◆ What to do: Copy the listing below word for word, from the line that contains "Target: sky" through the last line of the listing, including both of those lines.

◆ Listed records:
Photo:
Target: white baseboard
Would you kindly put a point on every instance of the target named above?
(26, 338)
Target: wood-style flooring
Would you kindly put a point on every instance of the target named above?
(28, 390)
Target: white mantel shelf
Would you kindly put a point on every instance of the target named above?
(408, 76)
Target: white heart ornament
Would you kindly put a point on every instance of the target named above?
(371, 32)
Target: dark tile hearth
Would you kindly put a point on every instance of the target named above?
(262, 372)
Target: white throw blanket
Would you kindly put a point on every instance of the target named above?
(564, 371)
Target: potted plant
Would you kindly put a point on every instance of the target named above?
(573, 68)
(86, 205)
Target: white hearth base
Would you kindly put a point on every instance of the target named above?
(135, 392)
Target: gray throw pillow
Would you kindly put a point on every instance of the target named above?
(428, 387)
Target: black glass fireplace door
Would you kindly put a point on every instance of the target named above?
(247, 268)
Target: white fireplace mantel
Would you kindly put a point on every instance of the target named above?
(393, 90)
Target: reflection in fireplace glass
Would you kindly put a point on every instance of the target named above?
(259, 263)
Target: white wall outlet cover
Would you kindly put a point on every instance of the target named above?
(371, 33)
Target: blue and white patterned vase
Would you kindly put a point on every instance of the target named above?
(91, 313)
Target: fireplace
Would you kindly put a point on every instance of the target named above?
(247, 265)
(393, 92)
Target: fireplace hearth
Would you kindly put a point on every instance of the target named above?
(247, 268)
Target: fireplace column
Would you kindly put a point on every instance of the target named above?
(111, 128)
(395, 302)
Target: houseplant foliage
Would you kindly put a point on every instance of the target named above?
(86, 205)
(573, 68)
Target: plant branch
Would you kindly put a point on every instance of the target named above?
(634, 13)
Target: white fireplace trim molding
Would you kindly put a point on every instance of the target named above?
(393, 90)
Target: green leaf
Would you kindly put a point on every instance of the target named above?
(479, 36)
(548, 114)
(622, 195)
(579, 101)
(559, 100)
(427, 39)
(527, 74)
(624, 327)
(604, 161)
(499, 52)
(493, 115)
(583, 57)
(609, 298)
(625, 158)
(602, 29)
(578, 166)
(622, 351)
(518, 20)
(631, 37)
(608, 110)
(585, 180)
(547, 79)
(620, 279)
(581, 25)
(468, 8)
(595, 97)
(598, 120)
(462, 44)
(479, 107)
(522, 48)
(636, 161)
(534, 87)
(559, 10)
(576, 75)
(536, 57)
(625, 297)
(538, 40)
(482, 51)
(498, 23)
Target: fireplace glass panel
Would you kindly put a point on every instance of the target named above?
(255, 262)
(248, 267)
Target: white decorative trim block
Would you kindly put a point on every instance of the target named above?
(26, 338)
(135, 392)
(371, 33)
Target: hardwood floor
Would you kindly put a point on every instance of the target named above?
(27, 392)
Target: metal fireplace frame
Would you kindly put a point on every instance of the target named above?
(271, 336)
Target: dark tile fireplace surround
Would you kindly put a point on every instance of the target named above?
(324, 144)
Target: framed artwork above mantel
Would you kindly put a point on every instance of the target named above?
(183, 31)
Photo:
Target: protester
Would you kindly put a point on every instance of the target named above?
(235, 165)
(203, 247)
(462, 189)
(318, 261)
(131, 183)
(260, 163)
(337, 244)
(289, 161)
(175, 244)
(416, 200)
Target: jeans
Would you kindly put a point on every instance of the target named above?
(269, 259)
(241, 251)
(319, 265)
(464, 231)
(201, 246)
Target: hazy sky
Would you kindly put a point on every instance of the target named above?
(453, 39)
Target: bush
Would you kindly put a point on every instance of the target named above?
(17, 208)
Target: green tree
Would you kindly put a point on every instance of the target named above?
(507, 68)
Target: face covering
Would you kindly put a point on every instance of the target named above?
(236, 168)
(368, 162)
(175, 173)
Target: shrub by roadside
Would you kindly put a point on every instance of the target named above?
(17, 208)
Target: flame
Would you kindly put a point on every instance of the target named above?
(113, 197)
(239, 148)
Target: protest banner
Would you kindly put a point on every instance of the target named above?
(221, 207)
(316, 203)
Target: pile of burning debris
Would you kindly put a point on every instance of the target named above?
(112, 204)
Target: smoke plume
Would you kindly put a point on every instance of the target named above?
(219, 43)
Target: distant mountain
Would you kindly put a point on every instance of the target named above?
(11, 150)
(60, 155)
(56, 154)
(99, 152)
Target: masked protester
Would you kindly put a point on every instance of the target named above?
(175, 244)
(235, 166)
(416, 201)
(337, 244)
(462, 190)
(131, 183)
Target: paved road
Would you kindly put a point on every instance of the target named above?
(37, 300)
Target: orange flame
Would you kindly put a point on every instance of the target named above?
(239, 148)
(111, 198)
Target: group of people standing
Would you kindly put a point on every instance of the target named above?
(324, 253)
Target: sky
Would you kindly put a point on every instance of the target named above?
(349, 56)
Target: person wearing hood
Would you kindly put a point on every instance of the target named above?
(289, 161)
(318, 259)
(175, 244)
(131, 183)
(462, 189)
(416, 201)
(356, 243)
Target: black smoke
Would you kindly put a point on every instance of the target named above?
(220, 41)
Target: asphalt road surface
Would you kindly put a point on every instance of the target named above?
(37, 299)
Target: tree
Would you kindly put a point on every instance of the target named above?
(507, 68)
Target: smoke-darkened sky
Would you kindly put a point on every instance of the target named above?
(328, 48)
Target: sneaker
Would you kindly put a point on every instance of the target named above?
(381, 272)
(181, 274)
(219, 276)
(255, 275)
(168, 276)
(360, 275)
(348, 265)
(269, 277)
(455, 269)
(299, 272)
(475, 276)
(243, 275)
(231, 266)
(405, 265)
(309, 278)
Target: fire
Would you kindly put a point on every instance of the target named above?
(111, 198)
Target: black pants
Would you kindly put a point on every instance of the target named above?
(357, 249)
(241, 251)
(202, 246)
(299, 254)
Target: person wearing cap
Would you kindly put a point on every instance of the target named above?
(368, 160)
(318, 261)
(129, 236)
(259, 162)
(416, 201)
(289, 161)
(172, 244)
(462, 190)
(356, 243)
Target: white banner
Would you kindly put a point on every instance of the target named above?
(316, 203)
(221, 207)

◆ Exercise result:
Target: sky
Would you kindly put a point on every instance of the target named above?
(349, 56)
Target: person wearing hood
Would you kindly put a point on every instance of the target named above?
(289, 161)
(318, 259)
(175, 244)
(131, 183)
(462, 189)
(416, 201)
(356, 243)
Target: black smoke
Would you kindly put a point on every instance of the target named above?
(220, 41)
Target: asphalt road surface
Would you kindly put a point on every instance of the target named above?
(37, 299)
Target: tree
Would you kindly put a point on every instance of the target named above?
(507, 68)
Target: smoke-darkened sky
Would you kindly put a point on every instance of the target named above?
(328, 48)
Target: sneaker
Would you kindly put a point on every instance of the target named above?
(381, 272)
(181, 274)
(219, 276)
(255, 275)
(168, 276)
(360, 275)
(348, 265)
(269, 277)
(455, 269)
(299, 272)
(475, 276)
(243, 275)
(231, 266)
(405, 265)
(309, 278)
Target: fire
Would you kindly put a point on every instance of the target named above?
(111, 198)
Target: black pants
Would you kindly put a point on every instance of the target named above?
(357, 249)
(241, 251)
(202, 246)
(299, 254)
Target: person wearing cap
Would you kindly put a point on every instance of the target named above?
(368, 160)
(318, 261)
(129, 236)
(259, 162)
(416, 201)
(289, 161)
(172, 244)
(462, 190)
(356, 243)
Target: white banner
Would you kindly put a point on every instance of the target named above?
(316, 203)
(221, 207)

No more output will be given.